> _JOB_
Rewrite the part of the records that opens with the line containing "of the collar?" and closes with the line containing "of the yellow". Put "Mark it with a dot" in place of "Put a dot there" and keep everything else the same.

^^^^^^^^

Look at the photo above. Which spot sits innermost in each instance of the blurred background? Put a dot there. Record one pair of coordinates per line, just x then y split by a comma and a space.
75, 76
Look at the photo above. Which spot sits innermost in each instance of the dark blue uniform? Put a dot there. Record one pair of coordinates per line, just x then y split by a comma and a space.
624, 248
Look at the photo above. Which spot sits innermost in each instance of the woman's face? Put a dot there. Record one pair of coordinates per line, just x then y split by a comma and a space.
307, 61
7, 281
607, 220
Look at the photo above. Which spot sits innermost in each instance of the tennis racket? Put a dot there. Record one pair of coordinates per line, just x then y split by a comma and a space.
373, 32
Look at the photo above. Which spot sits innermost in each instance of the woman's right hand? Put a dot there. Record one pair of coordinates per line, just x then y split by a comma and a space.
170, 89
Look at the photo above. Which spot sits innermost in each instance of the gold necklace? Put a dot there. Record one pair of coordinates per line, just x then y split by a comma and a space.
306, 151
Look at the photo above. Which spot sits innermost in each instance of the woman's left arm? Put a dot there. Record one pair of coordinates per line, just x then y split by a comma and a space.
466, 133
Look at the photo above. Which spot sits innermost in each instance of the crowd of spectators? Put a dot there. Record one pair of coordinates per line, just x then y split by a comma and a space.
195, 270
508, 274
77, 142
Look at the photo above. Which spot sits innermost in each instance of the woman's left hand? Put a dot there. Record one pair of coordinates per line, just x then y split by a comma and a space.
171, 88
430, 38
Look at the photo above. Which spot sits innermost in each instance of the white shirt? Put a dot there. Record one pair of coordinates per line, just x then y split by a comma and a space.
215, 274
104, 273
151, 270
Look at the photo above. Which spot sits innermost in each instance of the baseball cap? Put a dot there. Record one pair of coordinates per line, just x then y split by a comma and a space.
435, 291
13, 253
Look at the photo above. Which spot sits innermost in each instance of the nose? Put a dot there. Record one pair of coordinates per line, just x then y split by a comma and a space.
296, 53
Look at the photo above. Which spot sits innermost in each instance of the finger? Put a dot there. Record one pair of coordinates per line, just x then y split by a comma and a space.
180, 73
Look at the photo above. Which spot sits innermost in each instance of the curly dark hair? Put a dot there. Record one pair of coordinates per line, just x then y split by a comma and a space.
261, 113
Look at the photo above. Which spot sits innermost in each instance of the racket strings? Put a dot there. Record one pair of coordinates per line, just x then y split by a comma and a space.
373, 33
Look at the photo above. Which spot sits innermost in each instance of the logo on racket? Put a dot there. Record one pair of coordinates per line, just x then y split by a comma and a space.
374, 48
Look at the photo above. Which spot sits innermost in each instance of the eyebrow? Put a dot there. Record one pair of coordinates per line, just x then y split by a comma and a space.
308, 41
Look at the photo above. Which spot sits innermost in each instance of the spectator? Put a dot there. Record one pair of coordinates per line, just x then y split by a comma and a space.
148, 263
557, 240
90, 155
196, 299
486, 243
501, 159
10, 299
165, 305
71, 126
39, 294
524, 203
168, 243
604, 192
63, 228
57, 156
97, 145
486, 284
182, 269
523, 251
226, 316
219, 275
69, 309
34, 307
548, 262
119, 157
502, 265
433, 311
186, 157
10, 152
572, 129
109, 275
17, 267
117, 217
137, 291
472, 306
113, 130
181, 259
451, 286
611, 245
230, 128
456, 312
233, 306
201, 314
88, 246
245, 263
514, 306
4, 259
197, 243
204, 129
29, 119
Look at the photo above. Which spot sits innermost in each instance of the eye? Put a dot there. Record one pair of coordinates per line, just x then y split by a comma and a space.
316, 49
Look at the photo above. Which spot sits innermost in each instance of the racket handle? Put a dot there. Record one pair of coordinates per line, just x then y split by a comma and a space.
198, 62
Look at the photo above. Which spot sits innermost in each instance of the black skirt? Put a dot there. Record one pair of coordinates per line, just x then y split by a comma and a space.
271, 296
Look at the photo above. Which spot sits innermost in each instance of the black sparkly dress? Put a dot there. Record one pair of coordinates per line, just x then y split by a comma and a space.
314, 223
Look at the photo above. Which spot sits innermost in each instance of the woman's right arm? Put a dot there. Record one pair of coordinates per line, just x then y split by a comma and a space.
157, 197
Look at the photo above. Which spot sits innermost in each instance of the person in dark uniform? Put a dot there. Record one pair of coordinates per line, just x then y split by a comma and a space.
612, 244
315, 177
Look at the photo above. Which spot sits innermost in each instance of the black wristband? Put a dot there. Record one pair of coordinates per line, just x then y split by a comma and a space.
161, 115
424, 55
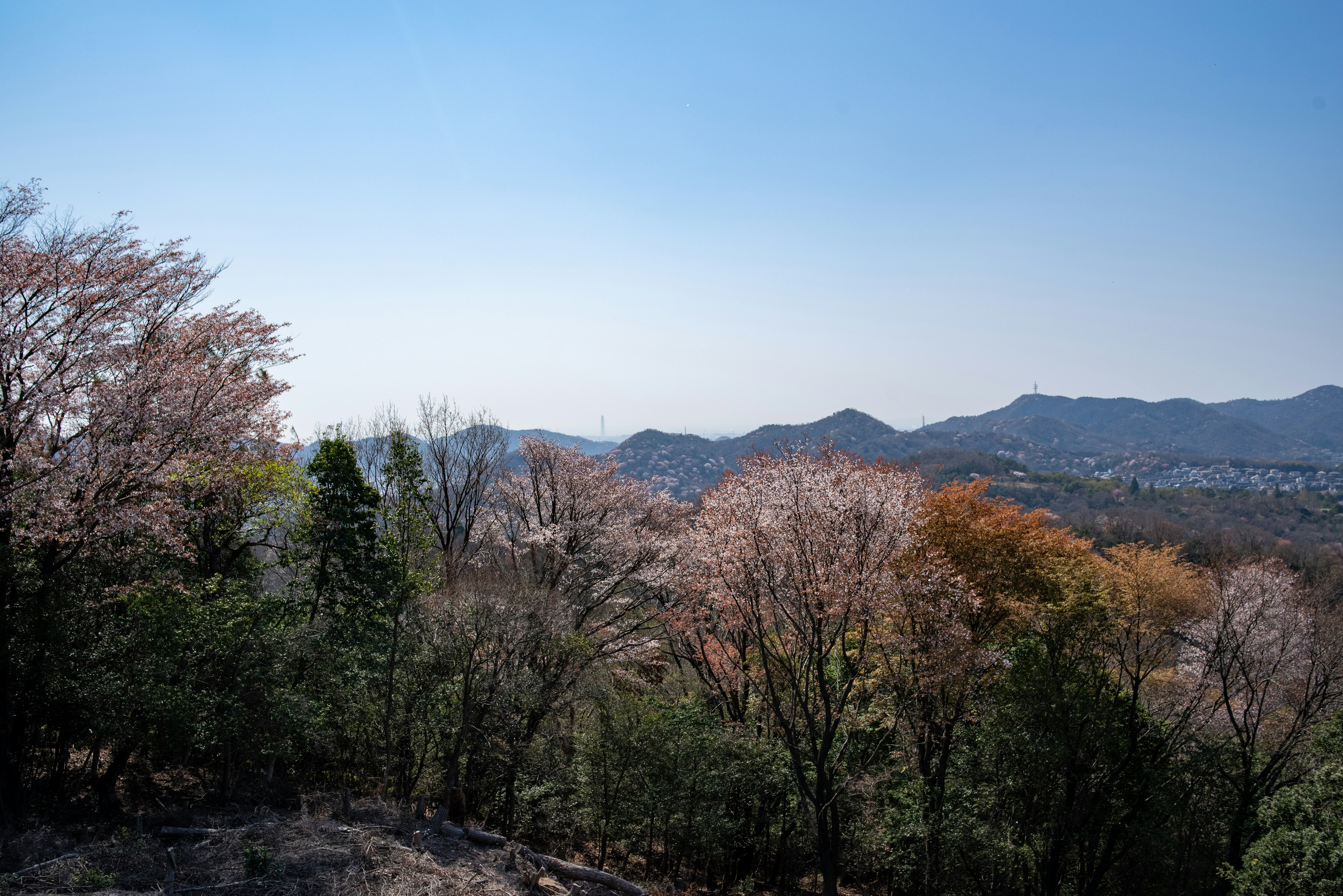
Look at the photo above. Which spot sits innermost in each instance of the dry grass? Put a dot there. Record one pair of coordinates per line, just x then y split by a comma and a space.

^^^^^^^^

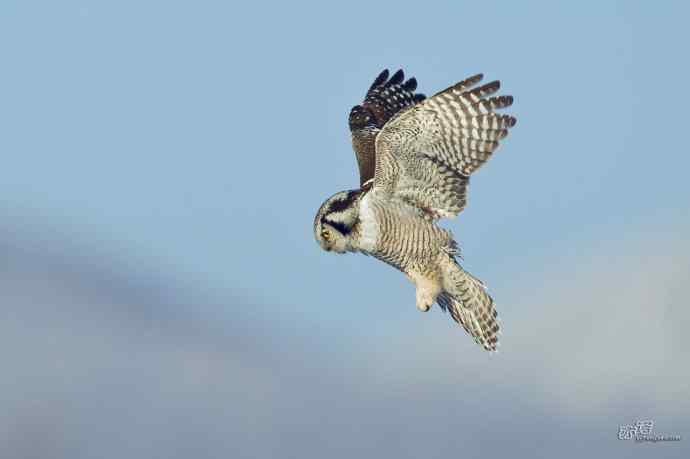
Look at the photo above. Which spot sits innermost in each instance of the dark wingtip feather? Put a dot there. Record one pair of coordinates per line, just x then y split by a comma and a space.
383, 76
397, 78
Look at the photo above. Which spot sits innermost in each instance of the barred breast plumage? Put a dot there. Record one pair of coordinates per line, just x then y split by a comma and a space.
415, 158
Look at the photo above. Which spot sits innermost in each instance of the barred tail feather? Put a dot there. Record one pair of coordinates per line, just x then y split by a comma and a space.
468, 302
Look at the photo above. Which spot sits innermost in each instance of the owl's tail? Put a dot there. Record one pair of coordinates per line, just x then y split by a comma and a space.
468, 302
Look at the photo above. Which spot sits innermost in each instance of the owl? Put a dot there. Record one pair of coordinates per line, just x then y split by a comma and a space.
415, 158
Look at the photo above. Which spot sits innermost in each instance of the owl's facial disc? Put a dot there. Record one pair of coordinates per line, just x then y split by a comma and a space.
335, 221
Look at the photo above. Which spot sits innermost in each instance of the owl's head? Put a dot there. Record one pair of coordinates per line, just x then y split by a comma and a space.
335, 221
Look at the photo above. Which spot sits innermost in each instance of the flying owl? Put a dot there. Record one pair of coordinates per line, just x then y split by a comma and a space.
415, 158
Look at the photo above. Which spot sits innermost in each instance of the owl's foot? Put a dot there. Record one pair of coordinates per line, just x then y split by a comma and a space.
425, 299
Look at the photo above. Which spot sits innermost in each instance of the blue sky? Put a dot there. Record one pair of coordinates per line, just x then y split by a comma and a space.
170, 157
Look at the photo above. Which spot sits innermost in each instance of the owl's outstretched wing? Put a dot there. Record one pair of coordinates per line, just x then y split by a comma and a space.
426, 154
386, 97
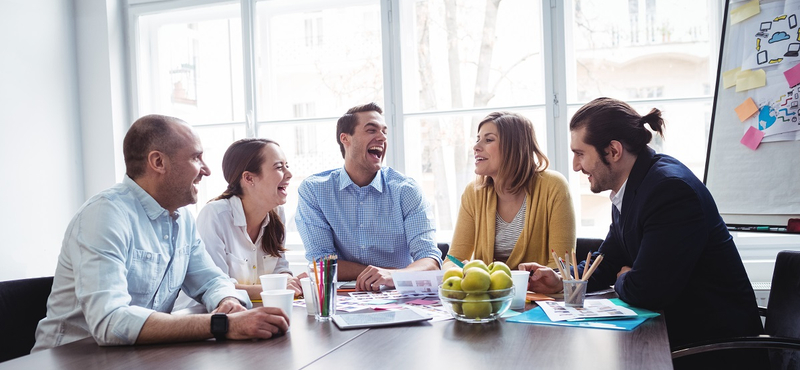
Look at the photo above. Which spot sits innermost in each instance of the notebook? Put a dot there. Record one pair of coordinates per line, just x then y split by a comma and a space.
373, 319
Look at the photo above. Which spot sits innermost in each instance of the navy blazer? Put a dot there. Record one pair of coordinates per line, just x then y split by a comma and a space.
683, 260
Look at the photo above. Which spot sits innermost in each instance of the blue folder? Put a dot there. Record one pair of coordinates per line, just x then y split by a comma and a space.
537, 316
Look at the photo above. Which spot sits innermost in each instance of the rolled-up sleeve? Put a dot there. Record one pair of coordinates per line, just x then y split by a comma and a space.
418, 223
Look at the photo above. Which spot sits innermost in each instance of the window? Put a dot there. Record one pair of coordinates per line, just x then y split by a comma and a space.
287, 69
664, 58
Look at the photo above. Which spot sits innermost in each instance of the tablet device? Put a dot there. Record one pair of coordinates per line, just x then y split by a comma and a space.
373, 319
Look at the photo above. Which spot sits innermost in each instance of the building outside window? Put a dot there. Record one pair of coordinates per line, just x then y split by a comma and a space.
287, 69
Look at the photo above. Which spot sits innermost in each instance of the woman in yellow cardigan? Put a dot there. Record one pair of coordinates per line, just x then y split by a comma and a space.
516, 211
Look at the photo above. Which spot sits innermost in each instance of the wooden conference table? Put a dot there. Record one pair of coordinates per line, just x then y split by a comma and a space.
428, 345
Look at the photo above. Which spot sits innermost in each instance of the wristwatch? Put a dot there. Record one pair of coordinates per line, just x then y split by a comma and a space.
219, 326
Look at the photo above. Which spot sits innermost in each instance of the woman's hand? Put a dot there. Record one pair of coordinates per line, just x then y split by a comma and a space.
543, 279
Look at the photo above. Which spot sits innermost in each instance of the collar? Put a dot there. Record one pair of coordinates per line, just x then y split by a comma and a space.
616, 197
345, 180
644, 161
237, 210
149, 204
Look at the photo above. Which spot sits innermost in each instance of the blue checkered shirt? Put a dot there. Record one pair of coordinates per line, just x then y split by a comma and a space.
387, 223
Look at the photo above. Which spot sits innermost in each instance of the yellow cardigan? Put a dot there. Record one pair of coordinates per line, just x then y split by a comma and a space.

^^^^^^^^

> _FULL ANSWER_
Look at the photo above. Which spot sits innermost in each instance of the collar? Mark it with a dot. Record one pair of coordinates per line, just x then y split by a comma and a space.
616, 197
345, 180
644, 161
237, 210
149, 204
Look at the photo above. Which spot sits innermost in each instance of the blue checkered shirt? Mark it with a dot. Record one pair of coordinates per line, just x then y split by a comma and a space.
387, 223
Look at the photo above. Which spot sits innermost in each instance of the yellow cardigan? Mark it with a dot. Record one pair of coordinates per line, just x then y split by a comma and a space.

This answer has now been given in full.